= Instructions to follow =
Return every line of the listing below that contains the word "Target", matching case exactly.

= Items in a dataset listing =
▽

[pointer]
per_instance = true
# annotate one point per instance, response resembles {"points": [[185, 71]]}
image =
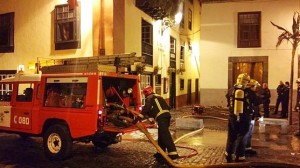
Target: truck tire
{"points": [[57, 142]]}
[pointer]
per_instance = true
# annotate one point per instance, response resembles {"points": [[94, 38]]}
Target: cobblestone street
{"points": [[137, 152]]}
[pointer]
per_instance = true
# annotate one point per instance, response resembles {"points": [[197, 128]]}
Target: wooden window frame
{"points": [[147, 41], [249, 30], [7, 32], [190, 19], [67, 27]]}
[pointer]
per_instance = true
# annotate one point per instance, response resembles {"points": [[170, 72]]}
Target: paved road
{"points": [[136, 151]]}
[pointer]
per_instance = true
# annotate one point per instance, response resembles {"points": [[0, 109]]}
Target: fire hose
{"points": [[173, 164]]}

△

= Finished answer =
Target: truck tire
Target: cobblestone street
Target: wooden window frame
Target: paved road
Target: fire hose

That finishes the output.